# Panerai Homage: A comparative Review (Swiss and Chinese)



## Drez (May 17, 2008)

*Panerai Homage: A comparative Review (Swiss JOA and Chinese) PAM111*

*Introduction:
* 
For some time now I'm had a growing interest in a style of watches quite obviously popularized by Panerai. I've not had much interest in the rebranded names such as "Marina Militare" etc. but the Pam 111 style in specific appeals to me. Particularly, I find the sterile sandwich dials both clean and neat with an interesting appeal. The combined vintage look with a masculine combination of a hefty crown guard, buckle and thick leather strap makes for an ideal casual watch in my eyes. I also appreciate the intimate interaction of a hand wound watch option appealing, especially given the lack of a date window and precise minute markers. While some of us might object to anything but an original Panerai, not everyone can afford or rationalize the expense of one, alternatively perhaps you just want to try a cheaper version before biting on the real thing. Either way, there is an obvious market for homage watches of this sort. As an addendum, personally I may even have grown to prefer the sterile dial in this case.

At any rate, if you find yourself in a situation such as mine, looking for attractive reliable Panerai alternative leaves you with a myriad of choices...

*Options:
* 
The primary two options are:
A) Buy Chinese Clone
B) Order a watchmaker to put together your combo with a Unitas movement

I decided to do both and compare the two for my own general interest and for the sake of posterity. I purchased a Second hand JOA (another popular option is the Davidsen make) for my higher quality Swiss option and a Sterile "Marina Militare" (MM) from Military Time, a common and more respected source for the Chinese clone choice.

Both are sterile homage watches to the Pam 111 at 44mm with crown guard at 3 and 9 eater second display. The MM here discussed is featured with the upgrade to a sapphire crystal and swan neck movement.


















*

Comparison:
* 








_

-Case_

I was amazed at how close these are, they are close enough to conceivably be from the same factory. Both have very nice one piece sturdy screw in bars for easy strap changes, low risk of broken bars and much less chance of losing or stripping a screw. The polished nice lines of these cases are exactly what I was looking for and both delivered as they feel of good quality. A little more difference is noticed in the crown guard. I found my MM crown guard was loose after a little winding, it was easily tighten and has remained so but it is noteworthy all the same. This is especially true if recurrent tightening is needed often and the wear from winding eventually strips the screw. The Screw slots on the MM are of a slightly different size and not as finely machined. Subtle differences are noted in the case back where the JOA is near flat and the MM has a subtle slope from case to display back crystal. While the JOA seems to have a slight advantage, the differences are slight.

Source excerpt -
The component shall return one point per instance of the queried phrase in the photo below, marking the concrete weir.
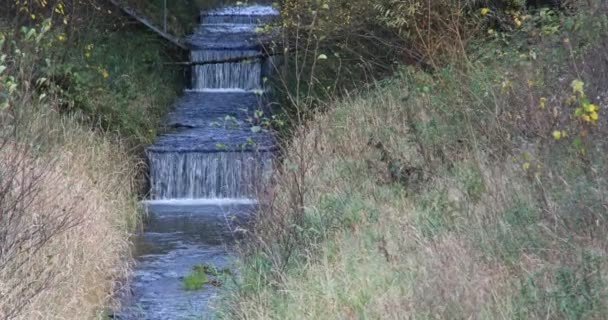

What is being asked -
Write the next part of the Panerai homage review, picking up after its last sentence. The listing is separate material and has no connection to the Panerai homage review.

Final answer -
_-Crystal_

both are Sapphire as I understand. The MM was stickered "AAA" for what that is worth (little I suspect). I would love to do a stress test but sorry folks not on my dime. As such I can't speak on those differences as I understand the quality most certainly varies in grades of sapphire. That said one marked difference is the anti-reflective (AR) coating on the JOA. It gives the crystal a lovely purple hue and adds a great deal to the readability of the watch. 
_







_
_

-Movement_
Both watches appear to keep good time. Extreme accuracy is irrelevant in any case as the second hand does not hack on either watch and without minute markers one can only expect to be setting to the closest minute unless waiting for the next 5th increment. The Chinese mvmt seems to have a higher bps than the Unitas. One can assume the Swiss piece to keep better time on average and to hold up better over time as it likely has better components, however this is conjecture. (note: Based on longer ownership Unitas is keeping time within COSC specs at +4s/d)
As for aesthetic appeal, the finishing of the Swiss Unitas is superior however the swan neck of the MM gives its own appeal.


























_
-Dial_
Both dials look well matched. Macro shots will attest to the JOA having slightly superior texture. The JOA also has slightly larger numerals. The "9 Eater" second display also differs between the two with the two with the MM being the closer clone to the PAM 111. This issues comes down to preference, the JOA may b a bit cleaner as only the sandwich lines are included (note the MM extra lines are applied not cut out) however the full circle may also appeal better. This is another example of a difference rather than a flaw. 
One instance in which the JOA is clearly superior is the lume. None of the numerals have any lume. Note I requested a "white" sandwich and this may be why as the JOA is slightly more green due to the lume, at any rate the overall lume is clearly superior on the JOA, albeit adequate not spectacular.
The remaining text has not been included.